Stored data entries
----------------------------------------

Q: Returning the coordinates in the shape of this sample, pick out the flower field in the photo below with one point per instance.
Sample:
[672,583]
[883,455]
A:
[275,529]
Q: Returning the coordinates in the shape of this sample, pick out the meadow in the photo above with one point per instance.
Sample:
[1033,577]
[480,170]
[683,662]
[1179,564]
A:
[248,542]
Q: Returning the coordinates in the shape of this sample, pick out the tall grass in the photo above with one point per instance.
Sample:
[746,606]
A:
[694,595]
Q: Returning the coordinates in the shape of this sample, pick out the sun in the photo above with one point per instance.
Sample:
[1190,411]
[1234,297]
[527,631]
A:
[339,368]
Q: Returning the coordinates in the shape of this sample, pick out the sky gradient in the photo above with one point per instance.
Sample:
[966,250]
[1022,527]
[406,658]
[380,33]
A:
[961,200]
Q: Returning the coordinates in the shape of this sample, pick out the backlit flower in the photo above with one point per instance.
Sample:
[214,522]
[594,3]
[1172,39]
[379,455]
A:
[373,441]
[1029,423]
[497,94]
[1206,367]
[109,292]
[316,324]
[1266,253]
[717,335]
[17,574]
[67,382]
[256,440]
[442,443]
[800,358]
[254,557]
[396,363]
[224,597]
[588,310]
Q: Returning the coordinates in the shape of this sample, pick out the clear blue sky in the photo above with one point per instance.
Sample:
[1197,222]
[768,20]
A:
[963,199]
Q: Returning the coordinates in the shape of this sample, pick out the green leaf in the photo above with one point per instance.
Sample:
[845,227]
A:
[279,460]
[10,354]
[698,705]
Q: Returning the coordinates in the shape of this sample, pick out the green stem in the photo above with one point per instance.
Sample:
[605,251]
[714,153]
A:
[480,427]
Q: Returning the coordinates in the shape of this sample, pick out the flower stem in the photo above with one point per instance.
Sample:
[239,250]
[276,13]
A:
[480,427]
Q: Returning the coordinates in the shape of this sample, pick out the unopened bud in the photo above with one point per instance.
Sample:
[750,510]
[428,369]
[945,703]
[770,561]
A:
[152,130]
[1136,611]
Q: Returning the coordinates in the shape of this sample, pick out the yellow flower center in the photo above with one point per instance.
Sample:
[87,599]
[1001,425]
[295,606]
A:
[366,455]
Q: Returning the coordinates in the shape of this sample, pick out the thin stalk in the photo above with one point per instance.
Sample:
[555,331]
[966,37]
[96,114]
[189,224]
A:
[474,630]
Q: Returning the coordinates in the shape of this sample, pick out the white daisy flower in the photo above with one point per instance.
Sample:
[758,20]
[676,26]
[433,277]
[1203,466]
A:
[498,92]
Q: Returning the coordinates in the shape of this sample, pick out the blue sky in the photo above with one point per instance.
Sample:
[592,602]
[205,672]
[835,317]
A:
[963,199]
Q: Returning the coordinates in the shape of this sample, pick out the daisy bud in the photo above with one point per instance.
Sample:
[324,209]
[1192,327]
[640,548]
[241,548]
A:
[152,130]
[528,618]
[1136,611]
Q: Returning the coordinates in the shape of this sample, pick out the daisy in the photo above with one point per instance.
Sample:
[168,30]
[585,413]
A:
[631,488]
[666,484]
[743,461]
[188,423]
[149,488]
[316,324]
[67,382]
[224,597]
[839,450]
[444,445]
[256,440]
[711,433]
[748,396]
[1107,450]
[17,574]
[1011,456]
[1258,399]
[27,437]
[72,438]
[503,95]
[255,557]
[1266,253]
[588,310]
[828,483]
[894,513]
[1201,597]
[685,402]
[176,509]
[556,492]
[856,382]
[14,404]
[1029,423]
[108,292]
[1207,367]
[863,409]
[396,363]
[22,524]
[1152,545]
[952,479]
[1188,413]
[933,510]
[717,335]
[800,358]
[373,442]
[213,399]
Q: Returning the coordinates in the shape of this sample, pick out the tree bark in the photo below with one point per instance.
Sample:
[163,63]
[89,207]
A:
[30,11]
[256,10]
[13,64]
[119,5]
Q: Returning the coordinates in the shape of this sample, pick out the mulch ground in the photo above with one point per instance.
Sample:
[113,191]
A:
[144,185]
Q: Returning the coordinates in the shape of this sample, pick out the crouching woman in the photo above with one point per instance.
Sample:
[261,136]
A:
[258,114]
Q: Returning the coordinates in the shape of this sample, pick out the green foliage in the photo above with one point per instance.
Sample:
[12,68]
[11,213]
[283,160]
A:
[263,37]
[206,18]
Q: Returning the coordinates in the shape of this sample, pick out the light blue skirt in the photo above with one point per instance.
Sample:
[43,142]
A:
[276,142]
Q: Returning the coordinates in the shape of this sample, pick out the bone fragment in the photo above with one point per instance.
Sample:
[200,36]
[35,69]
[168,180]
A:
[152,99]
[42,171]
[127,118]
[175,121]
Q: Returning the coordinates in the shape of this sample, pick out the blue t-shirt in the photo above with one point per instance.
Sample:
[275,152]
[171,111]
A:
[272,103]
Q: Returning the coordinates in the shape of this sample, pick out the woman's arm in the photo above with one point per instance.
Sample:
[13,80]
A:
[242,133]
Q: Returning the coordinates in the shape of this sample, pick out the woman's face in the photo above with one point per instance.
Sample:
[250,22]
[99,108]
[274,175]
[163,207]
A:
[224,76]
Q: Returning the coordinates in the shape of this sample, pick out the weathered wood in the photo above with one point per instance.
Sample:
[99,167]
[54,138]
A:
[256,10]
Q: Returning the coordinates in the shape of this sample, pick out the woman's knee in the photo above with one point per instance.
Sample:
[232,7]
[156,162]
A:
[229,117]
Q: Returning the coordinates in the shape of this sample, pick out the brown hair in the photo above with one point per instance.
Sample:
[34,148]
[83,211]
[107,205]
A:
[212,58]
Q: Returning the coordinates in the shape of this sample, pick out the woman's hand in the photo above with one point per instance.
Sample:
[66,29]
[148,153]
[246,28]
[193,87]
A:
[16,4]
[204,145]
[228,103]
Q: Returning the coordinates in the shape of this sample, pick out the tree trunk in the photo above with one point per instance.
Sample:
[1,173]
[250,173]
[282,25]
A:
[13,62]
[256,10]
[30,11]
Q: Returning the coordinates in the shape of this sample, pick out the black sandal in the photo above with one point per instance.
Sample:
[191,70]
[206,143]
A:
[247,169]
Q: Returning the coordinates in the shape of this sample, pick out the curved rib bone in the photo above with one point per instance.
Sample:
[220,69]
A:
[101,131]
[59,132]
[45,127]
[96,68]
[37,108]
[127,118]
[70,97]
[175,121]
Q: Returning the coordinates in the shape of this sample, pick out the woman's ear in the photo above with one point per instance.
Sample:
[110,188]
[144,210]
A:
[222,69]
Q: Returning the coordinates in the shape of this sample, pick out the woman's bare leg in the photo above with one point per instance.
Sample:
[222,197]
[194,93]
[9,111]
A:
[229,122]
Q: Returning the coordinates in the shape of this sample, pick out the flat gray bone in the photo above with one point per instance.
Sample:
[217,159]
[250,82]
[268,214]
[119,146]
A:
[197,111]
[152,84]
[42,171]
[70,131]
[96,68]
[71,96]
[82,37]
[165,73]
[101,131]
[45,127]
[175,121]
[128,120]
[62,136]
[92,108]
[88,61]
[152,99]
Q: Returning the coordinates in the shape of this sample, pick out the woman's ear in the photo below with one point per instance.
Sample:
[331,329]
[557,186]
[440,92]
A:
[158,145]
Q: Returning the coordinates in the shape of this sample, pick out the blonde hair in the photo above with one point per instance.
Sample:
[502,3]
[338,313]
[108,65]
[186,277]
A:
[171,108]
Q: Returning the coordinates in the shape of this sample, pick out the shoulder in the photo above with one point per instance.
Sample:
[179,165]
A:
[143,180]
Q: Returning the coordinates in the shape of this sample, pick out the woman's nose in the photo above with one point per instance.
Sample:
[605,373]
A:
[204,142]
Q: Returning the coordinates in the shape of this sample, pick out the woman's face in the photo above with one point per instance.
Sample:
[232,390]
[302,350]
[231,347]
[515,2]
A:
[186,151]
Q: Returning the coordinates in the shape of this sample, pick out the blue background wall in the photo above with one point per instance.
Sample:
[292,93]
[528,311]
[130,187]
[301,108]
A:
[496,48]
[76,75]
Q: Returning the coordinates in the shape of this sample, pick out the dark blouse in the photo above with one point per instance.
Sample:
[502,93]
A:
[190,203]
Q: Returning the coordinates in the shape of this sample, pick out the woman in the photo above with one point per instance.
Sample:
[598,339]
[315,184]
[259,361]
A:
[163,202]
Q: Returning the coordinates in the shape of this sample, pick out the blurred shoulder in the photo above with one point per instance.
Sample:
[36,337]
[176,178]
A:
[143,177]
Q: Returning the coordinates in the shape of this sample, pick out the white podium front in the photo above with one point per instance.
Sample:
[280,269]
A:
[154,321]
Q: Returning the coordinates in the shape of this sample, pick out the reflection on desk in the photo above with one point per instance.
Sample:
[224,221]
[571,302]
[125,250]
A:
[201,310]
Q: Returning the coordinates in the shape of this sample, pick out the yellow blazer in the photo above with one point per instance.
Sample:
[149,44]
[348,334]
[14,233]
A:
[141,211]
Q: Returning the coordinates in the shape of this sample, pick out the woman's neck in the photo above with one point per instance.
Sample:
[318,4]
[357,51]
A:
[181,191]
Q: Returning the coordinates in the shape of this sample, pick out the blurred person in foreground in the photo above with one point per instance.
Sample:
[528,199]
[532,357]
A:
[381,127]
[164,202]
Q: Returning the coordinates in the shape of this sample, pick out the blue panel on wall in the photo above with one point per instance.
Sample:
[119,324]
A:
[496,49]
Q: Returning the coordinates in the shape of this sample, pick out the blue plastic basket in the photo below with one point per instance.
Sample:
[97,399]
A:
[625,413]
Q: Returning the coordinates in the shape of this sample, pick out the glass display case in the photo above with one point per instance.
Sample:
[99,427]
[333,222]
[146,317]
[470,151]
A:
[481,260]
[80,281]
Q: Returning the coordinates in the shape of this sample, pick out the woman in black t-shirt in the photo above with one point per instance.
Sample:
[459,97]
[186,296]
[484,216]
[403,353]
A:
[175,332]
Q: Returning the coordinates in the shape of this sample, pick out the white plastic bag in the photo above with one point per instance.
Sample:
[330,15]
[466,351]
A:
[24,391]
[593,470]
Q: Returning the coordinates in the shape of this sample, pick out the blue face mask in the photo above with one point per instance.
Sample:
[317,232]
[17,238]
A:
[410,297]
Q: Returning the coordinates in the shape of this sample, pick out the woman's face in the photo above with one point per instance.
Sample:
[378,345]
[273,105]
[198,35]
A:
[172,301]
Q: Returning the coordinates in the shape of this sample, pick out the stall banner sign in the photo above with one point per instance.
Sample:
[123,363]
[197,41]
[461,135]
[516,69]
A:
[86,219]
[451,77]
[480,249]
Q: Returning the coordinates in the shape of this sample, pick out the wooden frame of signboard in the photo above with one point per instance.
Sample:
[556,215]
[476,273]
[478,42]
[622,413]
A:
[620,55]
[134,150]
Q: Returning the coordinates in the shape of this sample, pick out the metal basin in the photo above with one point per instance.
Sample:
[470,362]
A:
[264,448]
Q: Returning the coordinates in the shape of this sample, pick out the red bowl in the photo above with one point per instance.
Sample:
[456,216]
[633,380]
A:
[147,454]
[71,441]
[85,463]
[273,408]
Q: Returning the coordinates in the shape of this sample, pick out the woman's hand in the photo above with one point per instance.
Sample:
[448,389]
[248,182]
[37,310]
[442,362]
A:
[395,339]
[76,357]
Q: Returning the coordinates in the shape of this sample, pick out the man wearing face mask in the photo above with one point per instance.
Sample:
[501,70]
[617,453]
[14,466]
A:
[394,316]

----------------------------------------

> _Work request_:
Extract all lines of the records above that include "mask".

> _Written answer_:
Q: Returning the coordinates in the shape of this sample, pick out the blue face mask in the photo above with one point per instance.
Q: Returning the coordinates in the shape of this sample, pick out the man wearing face mask in the photo above with one point per instance.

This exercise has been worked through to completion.